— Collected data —
== == ==
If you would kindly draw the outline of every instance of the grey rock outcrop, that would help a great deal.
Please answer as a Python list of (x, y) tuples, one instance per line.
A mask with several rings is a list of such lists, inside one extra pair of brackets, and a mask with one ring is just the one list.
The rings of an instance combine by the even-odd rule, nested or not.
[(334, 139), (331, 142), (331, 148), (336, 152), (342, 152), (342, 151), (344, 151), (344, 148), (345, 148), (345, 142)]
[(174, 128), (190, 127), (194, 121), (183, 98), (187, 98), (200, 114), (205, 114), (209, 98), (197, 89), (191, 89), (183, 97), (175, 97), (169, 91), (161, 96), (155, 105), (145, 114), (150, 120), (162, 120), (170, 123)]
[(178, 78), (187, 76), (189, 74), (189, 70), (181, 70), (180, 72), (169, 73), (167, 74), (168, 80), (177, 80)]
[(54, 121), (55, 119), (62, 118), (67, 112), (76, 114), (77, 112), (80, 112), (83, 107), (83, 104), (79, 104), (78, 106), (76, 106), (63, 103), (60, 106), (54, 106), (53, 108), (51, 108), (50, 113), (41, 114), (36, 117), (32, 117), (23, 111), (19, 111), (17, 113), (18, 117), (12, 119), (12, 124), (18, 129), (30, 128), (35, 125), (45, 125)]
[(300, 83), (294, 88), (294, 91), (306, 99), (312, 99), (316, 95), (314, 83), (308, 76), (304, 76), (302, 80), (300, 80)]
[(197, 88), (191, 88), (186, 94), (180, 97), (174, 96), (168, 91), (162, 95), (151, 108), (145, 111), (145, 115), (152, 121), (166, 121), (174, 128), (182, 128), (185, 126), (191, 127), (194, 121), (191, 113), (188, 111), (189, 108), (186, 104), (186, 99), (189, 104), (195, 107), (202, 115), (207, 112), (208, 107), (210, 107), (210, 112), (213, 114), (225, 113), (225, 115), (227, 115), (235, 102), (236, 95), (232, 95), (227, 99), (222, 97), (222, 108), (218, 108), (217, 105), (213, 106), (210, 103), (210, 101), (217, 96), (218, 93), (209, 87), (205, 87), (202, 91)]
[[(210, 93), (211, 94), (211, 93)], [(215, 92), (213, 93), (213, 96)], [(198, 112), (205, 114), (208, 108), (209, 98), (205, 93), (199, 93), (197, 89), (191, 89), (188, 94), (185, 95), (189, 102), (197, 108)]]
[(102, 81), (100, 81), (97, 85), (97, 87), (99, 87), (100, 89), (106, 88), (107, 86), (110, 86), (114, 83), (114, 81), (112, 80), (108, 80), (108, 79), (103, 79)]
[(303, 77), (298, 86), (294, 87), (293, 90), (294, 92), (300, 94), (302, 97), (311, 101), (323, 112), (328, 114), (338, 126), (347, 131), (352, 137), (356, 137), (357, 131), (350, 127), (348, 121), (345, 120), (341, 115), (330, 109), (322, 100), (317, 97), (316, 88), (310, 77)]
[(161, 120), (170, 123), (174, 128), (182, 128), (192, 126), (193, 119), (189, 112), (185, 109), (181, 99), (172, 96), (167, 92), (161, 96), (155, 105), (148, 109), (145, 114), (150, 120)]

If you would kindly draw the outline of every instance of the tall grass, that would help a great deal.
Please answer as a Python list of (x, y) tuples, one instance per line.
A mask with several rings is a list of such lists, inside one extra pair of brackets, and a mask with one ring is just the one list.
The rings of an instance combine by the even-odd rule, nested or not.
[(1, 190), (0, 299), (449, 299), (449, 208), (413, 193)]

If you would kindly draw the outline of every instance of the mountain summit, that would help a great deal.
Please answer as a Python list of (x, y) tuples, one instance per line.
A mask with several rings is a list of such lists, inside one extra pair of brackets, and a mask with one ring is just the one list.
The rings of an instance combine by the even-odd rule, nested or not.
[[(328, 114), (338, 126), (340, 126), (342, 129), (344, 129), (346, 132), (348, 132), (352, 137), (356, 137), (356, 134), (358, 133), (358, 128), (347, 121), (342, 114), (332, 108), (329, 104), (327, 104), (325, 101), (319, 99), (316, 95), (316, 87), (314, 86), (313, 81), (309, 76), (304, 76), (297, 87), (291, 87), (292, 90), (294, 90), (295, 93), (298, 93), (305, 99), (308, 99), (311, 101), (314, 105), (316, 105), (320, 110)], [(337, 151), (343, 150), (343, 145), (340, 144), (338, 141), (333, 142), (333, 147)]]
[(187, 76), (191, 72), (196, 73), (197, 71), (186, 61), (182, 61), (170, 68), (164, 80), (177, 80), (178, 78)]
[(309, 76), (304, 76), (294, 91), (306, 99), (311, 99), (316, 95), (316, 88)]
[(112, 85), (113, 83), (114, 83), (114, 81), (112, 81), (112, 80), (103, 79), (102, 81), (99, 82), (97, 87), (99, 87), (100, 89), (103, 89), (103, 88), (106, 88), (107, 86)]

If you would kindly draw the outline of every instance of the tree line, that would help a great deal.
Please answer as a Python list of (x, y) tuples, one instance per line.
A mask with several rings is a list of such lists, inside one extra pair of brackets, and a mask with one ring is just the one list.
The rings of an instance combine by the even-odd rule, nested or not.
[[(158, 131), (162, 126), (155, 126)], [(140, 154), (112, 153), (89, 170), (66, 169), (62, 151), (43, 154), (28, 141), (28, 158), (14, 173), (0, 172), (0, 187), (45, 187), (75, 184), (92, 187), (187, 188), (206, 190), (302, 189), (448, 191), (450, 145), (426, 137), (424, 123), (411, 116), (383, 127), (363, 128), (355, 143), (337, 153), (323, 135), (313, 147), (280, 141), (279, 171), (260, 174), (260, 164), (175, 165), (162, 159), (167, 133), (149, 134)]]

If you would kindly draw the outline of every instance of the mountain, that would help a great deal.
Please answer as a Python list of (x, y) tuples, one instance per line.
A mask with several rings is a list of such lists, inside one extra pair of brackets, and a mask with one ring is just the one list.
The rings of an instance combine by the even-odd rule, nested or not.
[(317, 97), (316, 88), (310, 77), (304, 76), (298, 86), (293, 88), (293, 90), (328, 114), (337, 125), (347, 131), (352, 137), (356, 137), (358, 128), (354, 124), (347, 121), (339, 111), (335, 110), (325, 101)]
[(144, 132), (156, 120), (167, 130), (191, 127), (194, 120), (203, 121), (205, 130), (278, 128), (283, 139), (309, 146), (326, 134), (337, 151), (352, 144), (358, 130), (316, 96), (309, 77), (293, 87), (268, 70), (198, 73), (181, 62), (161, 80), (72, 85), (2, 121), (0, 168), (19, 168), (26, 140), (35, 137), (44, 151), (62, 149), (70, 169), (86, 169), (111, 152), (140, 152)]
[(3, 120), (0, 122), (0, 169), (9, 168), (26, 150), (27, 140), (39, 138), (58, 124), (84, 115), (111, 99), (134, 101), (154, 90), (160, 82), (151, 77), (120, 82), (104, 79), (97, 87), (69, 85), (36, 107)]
== == ==
— Work to be completed —
Give back every line of the data exactly.

— Result of the task —
If you would kindly draw the outline of every instance of the grey rock outcrop, that would help a great deal.
Please answer as a Python list of (x, y) tuples, one instance per line.
A mask with several rings is a list of such lists, inside one extra pair of brackets, and a mask with one ring is just the one list.
The rings of an instance combine by the even-odd rule, nested or not.
[(334, 139), (331, 142), (331, 148), (336, 152), (342, 152), (342, 151), (344, 151), (344, 148), (345, 148), (345, 142)]
[(174, 128), (190, 127), (194, 121), (183, 98), (187, 98), (200, 114), (205, 114), (209, 98), (197, 89), (191, 89), (183, 97), (175, 97), (169, 91), (161, 96), (155, 105), (145, 114), (150, 120), (162, 120), (170, 123)]
[(178, 78), (187, 76), (189, 74), (189, 70), (181, 70), (180, 72), (169, 73), (167, 74), (168, 80), (177, 80)]
[(54, 121), (55, 119), (62, 118), (67, 112), (76, 114), (77, 112), (80, 112), (83, 107), (83, 104), (79, 104), (78, 106), (76, 106), (63, 103), (60, 106), (54, 106), (53, 108), (51, 108), (50, 113), (41, 114), (36, 117), (32, 117), (23, 111), (19, 111), (17, 113), (18, 117), (12, 119), (12, 124), (18, 129), (30, 128), (35, 125), (45, 125)]
[(300, 83), (294, 88), (294, 91), (306, 99), (312, 99), (316, 95), (314, 83), (308, 76), (304, 76), (302, 80), (300, 80)]
[(197, 88), (191, 88), (186, 94), (180, 97), (174, 96), (168, 91), (162, 95), (151, 108), (145, 111), (145, 115), (152, 121), (166, 121), (174, 128), (182, 128), (185, 126), (191, 127), (194, 121), (191, 113), (188, 111), (189, 108), (186, 104), (186, 99), (189, 104), (195, 107), (202, 115), (207, 112), (208, 107), (210, 107), (210, 112), (213, 114), (225, 113), (225, 115), (227, 115), (235, 102), (236, 95), (232, 95), (227, 99), (222, 97), (222, 108), (218, 108), (217, 105), (213, 106), (210, 103), (210, 101), (217, 96), (218, 93), (209, 87), (205, 87), (202, 91)]
[[(210, 93), (211, 94), (211, 93)], [(215, 92), (213, 93), (213, 96)], [(198, 112), (205, 114), (208, 108), (209, 98), (205, 93), (199, 93), (197, 89), (191, 89), (188, 94), (185, 95), (189, 102), (197, 108)]]
[(102, 81), (100, 81), (97, 85), (97, 87), (99, 87), (100, 89), (106, 88), (107, 86), (110, 86), (114, 83), (114, 81), (112, 80), (108, 80), (108, 79), (103, 79)]
[(303, 77), (298, 86), (294, 87), (293, 90), (294, 92), (300, 94), (302, 97), (311, 101), (323, 112), (328, 114), (338, 126), (347, 131), (352, 137), (356, 137), (357, 131), (350, 127), (348, 121), (345, 120), (341, 115), (330, 109), (322, 100), (317, 97), (316, 88), (310, 77)]
[(161, 120), (170, 123), (174, 128), (182, 128), (192, 126), (193, 119), (189, 112), (185, 109), (181, 99), (172, 96), (167, 92), (161, 96), (155, 105), (148, 109), (145, 114), (150, 120)]

If you would kindly draw the outline of every instance of the tall grass, that would help a great deal.
Please answer as a Python list of (x, y) tuples, one instance per line.
A mask with several rings is a list of such lists, inside one extra pair of brackets, and a mask with one ring is just the one list.
The rings of an instance combine by the even-odd rule, nested or not.
[(1, 190), (0, 299), (449, 299), (449, 208), (413, 193)]

If you would kindly draw the outline of every instance of the mountain summit, that would help a great deal.
Please answer as a Python list of (x, y) tuples, one instance per line.
A mask with several rings is a list of such lists, inside one extra pair of brackets, and a mask with one ring is just the one list.
The rings of an instance combine by the even-odd rule, nested or not.
[[(328, 114), (338, 126), (340, 126), (342, 129), (344, 129), (346, 132), (348, 132), (352, 137), (356, 137), (356, 134), (358, 133), (358, 128), (347, 121), (342, 114), (332, 108), (329, 104), (327, 104), (325, 101), (319, 99), (316, 95), (316, 87), (314, 86), (313, 81), (309, 76), (304, 76), (297, 87), (291, 87), (292, 90), (294, 90), (295, 93), (298, 93), (305, 99), (308, 99), (311, 101), (314, 105), (316, 105), (320, 110)], [(337, 151), (343, 150), (343, 145), (340, 144), (338, 141), (333, 142), (333, 147)]]
[(187, 76), (191, 72), (196, 73), (197, 71), (186, 61), (182, 61), (170, 68), (164, 80), (177, 80), (178, 78)]
[(309, 76), (304, 76), (294, 91), (306, 99), (311, 99), (316, 95), (316, 88)]
[(112, 85), (113, 83), (114, 83), (114, 81), (112, 81), (112, 80), (103, 79), (102, 81), (99, 82), (97, 87), (99, 87), (100, 89), (103, 89), (103, 88), (106, 88), (107, 86)]

If you would kindly draw the outline of every instance of the tree line, that would help a great deal.
Please answer as a Python list of (x, y) tuples, one instance per line.
A mask with several rings is a list of such lists, inside one extra pair of brackets, and a mask with one ring is just the one list.
The rings of an instance combine by the even-odd rule, nested or not.
[[(158, 131), (162, 126), (155, 126)], [(140, 154), (112, 153), (89, 170), (66, 169), (62, 151), (43, 154), (28, 141), (28, 158), (14, 173), (0, 172), (0, 187), (45, 187), (75, 184), (92, 187), (187, 188), (206, 190), (302, 189), (448, 191), (450, 145), (426, 137), (424, 123), (411, 116), (383, 127), (363, 128), (355, 143), (337, 153), (323, 135), (313, 147), (280, 141), (279, 171), (260, 174), (260, 164), (175, 165), (162, 159), (167, 133), (149, 134)]]

If you would kindly draw the outline of every instance of the mountain, that would help a great deal.
Please answer as a Python list of (x, y) tuples, one instance per line.
A mask with several rings is a list of such lists, inside one extra pair of brackets, and a mask with one ring is just the one list.
The rings of an instance combine by the even-odd rule, nested or not.
[(317, 97), (316, 88), (310, 77), (304, 76), (298, 86), (293, 88), (293, 90), (328, 114), (337, 125), (347, 131), (352, 137), (356, 137), (358, 128), (354, 124), (347, 121), (339, 111), (335, 110), (325, 101)]
[(144, 132), (156, 120), (167, 130), (191, 127), (194, 120), (203, 121), (205, 130), (278, 128), (283, 139), (309, 146), (326, 134), (337, 151), (352, 144), (358, 130), (316, 96), (309, 77), (293, 87), (268, 70), (198, 73), (181, 62), (161, 80), (72, 85), (2, 121), (0, 168), (19, 168), (26, 140), (35, 137), (44, 151), (62, 149), (70, 169), (86, 169), (111, 152), (140, 152)]
[(3, 120), (0, 122), (0, 169), (9, 168), (26, 150), (27, 140), (39, 138), (58, 124), (84, 115), (111, 99), (134, 101), (154, 90), (160, 82), (151, 77), (120, 82), (104, 79), (97, 87), (69, 85), (36, 107)]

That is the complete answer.